Stored dataset lines:
________
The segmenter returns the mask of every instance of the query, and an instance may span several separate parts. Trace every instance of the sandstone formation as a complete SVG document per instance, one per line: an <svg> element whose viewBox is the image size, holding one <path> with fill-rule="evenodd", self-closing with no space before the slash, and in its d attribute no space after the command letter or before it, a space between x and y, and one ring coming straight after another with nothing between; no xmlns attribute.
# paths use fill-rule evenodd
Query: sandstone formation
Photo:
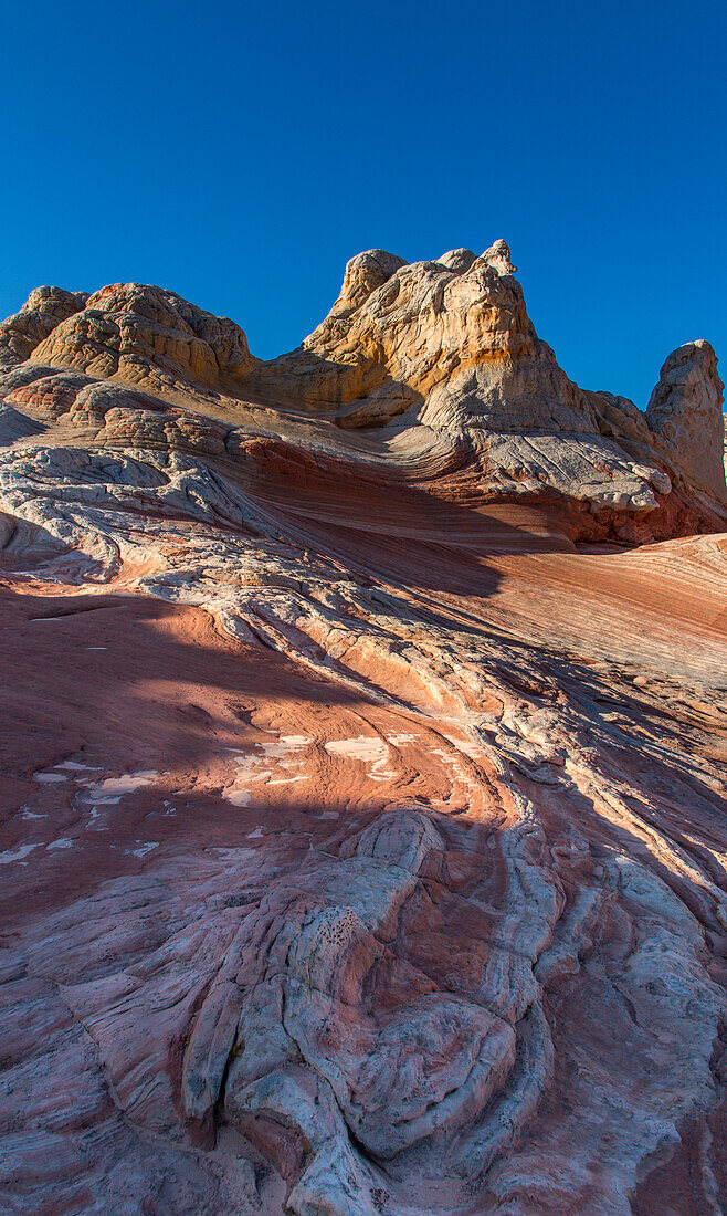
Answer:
________
TASK OBJECTIVE: Number the lines above as a list, skipping any blank ones. Leave the pictures out of your answer.

SOLUTION FOR THIS TASK:
1. The segmenter returns the mask of every instance of the query, and an instance may span several separate parts. Trace every instance of the sandstone formation as a complete SVG document per instance, one per line: an <svg> element whose viewBox is the image size, holding one <path> with fill-rule="evenodd", self-closing with no space before the slash, and in its d attribute no space after the command letter or before it, a space between x and y, and one ring coming straight after another with nothing between; no xmlns attribute.
2. # paths use fill-rule evenodd
3. Query: sandstone formation
4. Photo:
5. Answer:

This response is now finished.